Entries drawn from a collection:
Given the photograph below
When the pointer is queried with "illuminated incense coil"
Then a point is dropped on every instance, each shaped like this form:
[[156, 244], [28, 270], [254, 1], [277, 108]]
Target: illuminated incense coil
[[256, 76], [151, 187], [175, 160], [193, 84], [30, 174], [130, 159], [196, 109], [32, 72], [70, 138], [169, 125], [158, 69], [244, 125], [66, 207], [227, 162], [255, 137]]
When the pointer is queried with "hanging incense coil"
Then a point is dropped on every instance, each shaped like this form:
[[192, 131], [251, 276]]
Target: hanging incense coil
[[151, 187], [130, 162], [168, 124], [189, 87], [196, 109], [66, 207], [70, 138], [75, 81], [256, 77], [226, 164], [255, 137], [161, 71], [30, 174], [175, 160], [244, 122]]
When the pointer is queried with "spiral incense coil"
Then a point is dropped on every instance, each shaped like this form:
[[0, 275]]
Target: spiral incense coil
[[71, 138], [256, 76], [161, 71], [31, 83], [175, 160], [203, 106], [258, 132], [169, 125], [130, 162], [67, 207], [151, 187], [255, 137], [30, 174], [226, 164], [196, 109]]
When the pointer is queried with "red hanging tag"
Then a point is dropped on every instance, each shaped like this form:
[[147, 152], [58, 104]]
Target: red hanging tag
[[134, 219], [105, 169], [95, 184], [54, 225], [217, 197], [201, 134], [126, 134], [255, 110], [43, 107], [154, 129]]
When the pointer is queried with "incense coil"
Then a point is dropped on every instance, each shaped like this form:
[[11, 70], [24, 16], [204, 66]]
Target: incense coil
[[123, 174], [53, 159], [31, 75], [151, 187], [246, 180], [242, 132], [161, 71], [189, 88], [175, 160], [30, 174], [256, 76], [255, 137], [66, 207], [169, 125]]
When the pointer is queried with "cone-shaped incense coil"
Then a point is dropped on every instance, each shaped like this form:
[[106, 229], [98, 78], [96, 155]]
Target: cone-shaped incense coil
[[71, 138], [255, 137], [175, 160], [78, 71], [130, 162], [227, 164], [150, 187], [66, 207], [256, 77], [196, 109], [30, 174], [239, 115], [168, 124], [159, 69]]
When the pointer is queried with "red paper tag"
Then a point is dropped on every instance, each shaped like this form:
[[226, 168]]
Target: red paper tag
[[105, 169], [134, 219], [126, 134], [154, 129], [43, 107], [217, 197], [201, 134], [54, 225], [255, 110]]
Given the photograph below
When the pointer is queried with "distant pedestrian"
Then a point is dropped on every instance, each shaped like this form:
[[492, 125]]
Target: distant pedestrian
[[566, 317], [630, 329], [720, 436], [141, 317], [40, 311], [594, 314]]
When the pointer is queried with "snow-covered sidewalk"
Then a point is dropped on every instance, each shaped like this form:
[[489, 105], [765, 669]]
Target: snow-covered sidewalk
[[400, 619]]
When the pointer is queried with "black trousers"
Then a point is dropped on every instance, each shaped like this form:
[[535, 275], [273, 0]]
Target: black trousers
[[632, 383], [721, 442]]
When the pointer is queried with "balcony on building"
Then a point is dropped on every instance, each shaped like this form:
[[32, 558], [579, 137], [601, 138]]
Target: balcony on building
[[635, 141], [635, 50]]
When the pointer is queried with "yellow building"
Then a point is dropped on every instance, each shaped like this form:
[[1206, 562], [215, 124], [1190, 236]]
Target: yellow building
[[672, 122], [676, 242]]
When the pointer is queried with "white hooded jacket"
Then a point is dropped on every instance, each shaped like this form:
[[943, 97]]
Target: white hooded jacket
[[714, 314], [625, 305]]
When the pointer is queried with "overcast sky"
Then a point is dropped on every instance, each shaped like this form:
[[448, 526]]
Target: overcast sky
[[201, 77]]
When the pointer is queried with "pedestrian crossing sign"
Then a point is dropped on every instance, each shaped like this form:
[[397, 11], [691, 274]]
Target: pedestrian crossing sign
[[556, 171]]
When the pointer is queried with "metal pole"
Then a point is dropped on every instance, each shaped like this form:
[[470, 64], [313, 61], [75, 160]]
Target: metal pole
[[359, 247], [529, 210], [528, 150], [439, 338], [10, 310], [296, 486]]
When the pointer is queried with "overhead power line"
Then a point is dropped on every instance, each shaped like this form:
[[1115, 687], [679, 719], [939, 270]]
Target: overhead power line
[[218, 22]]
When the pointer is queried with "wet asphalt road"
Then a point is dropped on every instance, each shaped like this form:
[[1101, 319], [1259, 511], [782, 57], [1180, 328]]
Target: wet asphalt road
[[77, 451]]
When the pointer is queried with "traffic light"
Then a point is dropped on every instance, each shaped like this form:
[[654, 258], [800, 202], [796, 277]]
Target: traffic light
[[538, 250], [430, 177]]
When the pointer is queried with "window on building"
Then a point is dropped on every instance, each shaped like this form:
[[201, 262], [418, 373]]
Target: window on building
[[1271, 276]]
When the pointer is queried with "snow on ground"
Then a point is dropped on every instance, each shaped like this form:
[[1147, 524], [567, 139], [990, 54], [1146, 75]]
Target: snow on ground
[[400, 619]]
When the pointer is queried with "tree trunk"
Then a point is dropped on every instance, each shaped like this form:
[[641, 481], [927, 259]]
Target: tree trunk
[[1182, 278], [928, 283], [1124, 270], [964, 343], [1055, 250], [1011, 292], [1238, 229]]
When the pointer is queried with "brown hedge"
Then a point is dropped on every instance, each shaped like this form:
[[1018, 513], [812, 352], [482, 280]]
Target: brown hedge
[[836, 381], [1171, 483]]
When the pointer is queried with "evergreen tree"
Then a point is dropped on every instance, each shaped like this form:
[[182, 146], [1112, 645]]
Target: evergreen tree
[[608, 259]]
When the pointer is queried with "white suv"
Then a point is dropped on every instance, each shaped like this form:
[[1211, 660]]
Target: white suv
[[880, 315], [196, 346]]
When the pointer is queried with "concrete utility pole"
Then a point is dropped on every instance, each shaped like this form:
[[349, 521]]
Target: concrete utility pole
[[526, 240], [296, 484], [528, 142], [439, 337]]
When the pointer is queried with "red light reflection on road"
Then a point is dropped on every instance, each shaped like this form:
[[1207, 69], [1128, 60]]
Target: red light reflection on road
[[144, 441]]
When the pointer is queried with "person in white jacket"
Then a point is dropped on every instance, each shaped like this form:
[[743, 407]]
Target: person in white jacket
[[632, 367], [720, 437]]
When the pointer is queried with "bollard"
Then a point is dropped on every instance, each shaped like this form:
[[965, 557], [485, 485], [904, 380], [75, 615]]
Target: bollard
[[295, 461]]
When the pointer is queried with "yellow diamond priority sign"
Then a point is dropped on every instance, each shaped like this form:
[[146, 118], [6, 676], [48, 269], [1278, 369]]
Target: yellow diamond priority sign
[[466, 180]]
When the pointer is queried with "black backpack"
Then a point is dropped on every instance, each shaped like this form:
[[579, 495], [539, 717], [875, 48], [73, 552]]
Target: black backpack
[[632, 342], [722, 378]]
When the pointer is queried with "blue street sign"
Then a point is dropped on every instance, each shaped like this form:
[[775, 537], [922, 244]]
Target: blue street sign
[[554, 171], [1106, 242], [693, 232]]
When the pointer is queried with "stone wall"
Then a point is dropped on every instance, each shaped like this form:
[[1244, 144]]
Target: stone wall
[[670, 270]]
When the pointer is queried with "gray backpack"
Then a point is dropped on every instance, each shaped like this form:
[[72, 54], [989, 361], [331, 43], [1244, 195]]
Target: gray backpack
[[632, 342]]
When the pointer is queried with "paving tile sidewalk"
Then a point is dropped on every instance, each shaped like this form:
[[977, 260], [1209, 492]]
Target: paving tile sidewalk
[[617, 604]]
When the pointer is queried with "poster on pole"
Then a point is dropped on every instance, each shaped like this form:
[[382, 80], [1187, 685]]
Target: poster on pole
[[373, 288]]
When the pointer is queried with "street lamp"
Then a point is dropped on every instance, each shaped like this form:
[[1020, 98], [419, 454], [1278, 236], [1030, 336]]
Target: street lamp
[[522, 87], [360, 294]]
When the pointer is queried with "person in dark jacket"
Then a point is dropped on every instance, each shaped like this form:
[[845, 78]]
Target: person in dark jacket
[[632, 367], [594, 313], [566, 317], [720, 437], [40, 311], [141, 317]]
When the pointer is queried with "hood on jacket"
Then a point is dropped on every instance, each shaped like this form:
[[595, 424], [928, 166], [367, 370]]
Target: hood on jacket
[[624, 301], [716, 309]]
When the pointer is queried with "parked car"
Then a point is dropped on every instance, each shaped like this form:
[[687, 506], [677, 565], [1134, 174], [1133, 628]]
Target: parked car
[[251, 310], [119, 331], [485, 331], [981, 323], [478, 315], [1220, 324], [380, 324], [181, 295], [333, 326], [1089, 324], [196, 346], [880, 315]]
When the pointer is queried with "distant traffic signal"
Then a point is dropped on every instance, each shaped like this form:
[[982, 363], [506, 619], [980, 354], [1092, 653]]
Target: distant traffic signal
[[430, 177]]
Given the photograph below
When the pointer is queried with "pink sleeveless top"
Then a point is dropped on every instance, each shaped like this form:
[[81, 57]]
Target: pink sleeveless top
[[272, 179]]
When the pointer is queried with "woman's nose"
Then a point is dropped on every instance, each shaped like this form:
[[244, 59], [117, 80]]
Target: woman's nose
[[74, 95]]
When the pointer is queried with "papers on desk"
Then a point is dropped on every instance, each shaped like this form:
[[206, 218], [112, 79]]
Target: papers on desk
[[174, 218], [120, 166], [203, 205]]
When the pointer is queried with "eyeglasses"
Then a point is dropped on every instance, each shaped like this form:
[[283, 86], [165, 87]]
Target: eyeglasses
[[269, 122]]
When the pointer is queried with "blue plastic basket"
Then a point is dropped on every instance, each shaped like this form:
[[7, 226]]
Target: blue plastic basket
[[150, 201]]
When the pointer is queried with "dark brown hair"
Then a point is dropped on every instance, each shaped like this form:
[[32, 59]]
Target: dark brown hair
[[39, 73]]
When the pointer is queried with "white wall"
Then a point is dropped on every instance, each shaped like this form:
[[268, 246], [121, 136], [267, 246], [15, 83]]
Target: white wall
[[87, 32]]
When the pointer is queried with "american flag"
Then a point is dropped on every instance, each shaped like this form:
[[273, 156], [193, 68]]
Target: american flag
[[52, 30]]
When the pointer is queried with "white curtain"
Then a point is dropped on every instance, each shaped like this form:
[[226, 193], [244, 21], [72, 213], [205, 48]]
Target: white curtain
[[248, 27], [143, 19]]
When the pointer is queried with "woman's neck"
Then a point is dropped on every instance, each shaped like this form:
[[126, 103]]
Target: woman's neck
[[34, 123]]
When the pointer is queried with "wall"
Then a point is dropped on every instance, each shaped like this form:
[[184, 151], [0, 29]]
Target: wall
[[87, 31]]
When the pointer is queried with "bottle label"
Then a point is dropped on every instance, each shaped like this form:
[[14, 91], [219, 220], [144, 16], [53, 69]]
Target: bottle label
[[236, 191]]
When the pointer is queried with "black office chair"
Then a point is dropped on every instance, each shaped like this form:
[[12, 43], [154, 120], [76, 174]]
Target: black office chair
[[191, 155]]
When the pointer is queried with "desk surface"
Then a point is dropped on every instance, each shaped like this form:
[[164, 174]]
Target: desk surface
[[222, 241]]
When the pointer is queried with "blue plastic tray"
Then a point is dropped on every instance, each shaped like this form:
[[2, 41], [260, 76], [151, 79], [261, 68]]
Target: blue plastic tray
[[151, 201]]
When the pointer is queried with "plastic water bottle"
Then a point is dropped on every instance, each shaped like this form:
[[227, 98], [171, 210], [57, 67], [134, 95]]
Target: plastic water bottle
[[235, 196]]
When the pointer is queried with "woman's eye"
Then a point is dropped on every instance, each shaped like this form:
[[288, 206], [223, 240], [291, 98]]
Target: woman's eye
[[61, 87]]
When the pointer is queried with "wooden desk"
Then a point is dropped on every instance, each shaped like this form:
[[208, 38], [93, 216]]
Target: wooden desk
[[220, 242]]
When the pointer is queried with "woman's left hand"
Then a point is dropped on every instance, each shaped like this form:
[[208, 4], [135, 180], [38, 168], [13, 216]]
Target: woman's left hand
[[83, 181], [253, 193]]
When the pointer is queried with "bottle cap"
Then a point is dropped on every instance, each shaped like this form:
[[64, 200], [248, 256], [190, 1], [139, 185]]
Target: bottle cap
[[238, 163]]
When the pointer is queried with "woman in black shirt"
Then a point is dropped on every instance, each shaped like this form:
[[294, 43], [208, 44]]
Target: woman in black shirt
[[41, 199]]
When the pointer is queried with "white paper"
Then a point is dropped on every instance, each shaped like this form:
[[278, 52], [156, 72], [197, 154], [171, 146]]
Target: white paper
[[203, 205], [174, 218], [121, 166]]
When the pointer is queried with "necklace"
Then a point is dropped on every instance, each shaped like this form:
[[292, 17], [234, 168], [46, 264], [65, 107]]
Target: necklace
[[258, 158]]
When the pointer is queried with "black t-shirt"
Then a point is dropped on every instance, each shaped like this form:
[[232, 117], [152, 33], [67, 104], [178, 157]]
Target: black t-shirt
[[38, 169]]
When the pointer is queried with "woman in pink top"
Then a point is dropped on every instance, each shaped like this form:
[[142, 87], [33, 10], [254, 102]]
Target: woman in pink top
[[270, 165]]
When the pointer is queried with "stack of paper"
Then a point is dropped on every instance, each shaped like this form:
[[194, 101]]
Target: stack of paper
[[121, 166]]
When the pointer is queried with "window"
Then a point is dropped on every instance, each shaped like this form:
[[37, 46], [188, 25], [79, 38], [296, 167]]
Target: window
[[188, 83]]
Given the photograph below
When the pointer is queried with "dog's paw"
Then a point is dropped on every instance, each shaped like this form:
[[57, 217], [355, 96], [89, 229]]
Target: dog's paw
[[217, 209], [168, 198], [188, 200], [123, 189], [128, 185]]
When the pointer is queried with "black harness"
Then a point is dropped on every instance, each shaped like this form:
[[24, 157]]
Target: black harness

* **What is being asked**: Return the lines of the listing exactly as they appear, starting at its first line and stopping after the line that contains "160], [244, 122]]".

* **Right answer**:
Given the photograph below
When the pointer is queried with "illuminated incense coil"
Then a point is dropped on every instance, each shaped like this form:
[[156, 244], [28, 270], [254, 1], [277, 108]]
Target: illuminated incense coil
[[256, 76], [151, 187], [175, 160], [193, 84], [30, 174], [130, 159], [196, 109], [32, 72], [70, 138], [169, 125], [158, 69], [244, 125], [66, 207], [227, 162], [255, 137]]
When the pointer is queried with "hanging incense coil"
Then a point is dropped on every instance, each shaped like this form:
[[192, 131], [251, 276]]
Target: hanging incense coil
[[151, 187], [130, 162], [168, 124], [189, 87], [196, 109], [66, 207], [70, 138], [75, 81], [256, 77], [226, 164], [255, 137], [161, 71], [30, 174], [175, 160], [244, 122]]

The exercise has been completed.